What you will do:
**1)** Summarize the sobriety forum thread below in two sentences.
**2)** Carry on the sobriety forum thread below from its final sentence.

Provided text:
So, I am stuck in what they call ham-fisted sobriety. I am this way because, truth be told, without some kind of mental boost, that I can physically feel, I am disinterested, dispassionate, and utterly bored to tears with life. I can feel happy at times, like recently, especially if I stay involved at this site and don't spend all day lying in bed, and if I can maintain working steadily and making money.

BUT - once I am free of probation, I will almost certainly begin to drink, or do something to make my life less boring. I care MORE about enjoying what time I have left than being healthy. I don't give a damn if I drop dead of a stroke or have a heart attack, or if I get run over by a truck. As long as I don't take anyone else with me - which is why I don't drive drunk and have never had a DUI.

Sobriety. Fucking. Sucks. - Ozzy Osbourne.
 
Sobriety. Fucking. Sucks. - Ozzy Osbourne.

I wonder how much of your issue can be attributed to isolation. It's interesting that you managed to stop drinking when you were married, and managed to stay away from it for so long, but have an issue now. Maybe the issue isn't so much sobriety, but boredom.

I definitely get how sobriety can be a bit boring at times, but I find being in a satisfying relationship with my wife interesting enough that I don't really need alcohol or drugs lately. But a number of months ago she went away with our son for a couple days and it didn't take long before I reached for some of my whisky out of boredom. Similarly, last winter the doldrums got bad enough that I started experimenting with CBD oil and edibles. But once summer hit and I could get outside I didn't feel as much of a need.
 
Sobriety. Fucking. Sucks. - Ozzy Osbourne.

I wonder how much of your issue can be attributed to isolation. It's interesting that you managed to stop drinking when you were married, and managed to stay away from it for so long, but have an issue now. Maybe the issue isn't so much sobriety, but boredom.

I definitely get how sobriety can be a bit boring at times, but I find being in a satisfying relationship with my wife interesting enough that I don't really need alcohol or drugs lately. But a number of months ago she went away with our son for a couple days and it didn't take long before I reached for some of my whisky out of boredom. Similarly, last winter the doldrums got bad enough that I started experimenting with CBD oil and edibles. But once summer hit and I could get outside I didn't feel as much of a need.

Data excerpts:
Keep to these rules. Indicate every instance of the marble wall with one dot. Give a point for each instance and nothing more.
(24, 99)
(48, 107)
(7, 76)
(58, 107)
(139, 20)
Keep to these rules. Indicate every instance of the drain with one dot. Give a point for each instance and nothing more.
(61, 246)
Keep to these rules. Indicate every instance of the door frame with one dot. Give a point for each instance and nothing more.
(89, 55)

...

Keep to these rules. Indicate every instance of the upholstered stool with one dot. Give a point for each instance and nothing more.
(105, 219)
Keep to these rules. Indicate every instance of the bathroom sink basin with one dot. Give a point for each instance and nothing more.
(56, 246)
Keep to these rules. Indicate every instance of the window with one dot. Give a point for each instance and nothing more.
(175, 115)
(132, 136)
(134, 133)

...

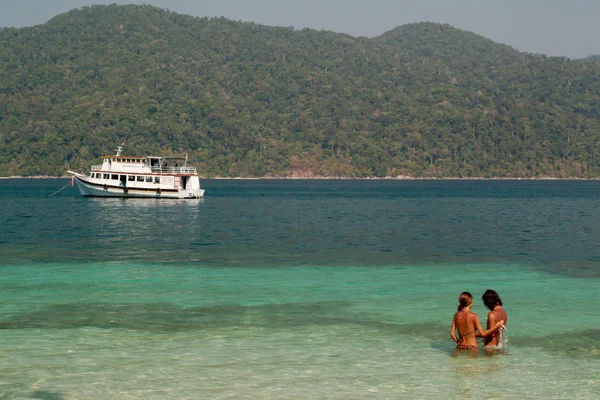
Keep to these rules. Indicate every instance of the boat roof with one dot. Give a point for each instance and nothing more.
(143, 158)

Answer list:
**1)** One poster describes being stuck in what they call ham-fisted sobriety, bored with life without some mental boost, and expects to start drinking again once free of probation, caring more about enjoying the time left than about being healthy. A reply suggests the real issue may be isolation or boredom rather than sobriety, adding that a satisfying relationship with a wife keeps that poster from needing alcohol or drugs, though boredom once led to whisky while she was away and winter doldrums led to trying CBD oil and edibles.

**2)**
Well, it seems I am only bored when I'm sober, and that I become interested in things only when I'm under the influence of something - be it this manic episode that I now feel has reached a dulling point, or some substance-induced euphoria. I was not always like this. I dimly recall being 13 and 14, before I got my first taste beer at 15. I was apparently not bored then, because I was writing like mad and developing my passions for literature and music, especially poetry and song lyrics, both the reading of and the writing.

I remember that fatal day when my friend Ed and I had our first brush with a beer keg. We both became wildly drunk and happy as larks. Nearly unconscious, and stumbling, we helped one another to wheel our bikes homeward. I had a brief love of weed from around 18 to early 20's. But it never did much for me after that. It is legal here in AZ, but I don't feel remotely compelled to buy it.

Ah well...I do realize how pathetic it is, and I should correct something before I forget: I do not mean to say my addiction(s) literally cannot be fixed. What I mean to say is that I have not yet arrived at a point where I want to get fixed.

I'm dreading my inevitable crash back down to either mundane dullness or another battle with depression. I will either knuckle under due to probation and maintain, or succumb to utter silliness and throw caution to the wind...

We shall see! :joy:

And be happy with that wonderful family of yours! Those were my happiest days, especially when the boys were little.

OH! and now that I have more money, I am going to buy your book!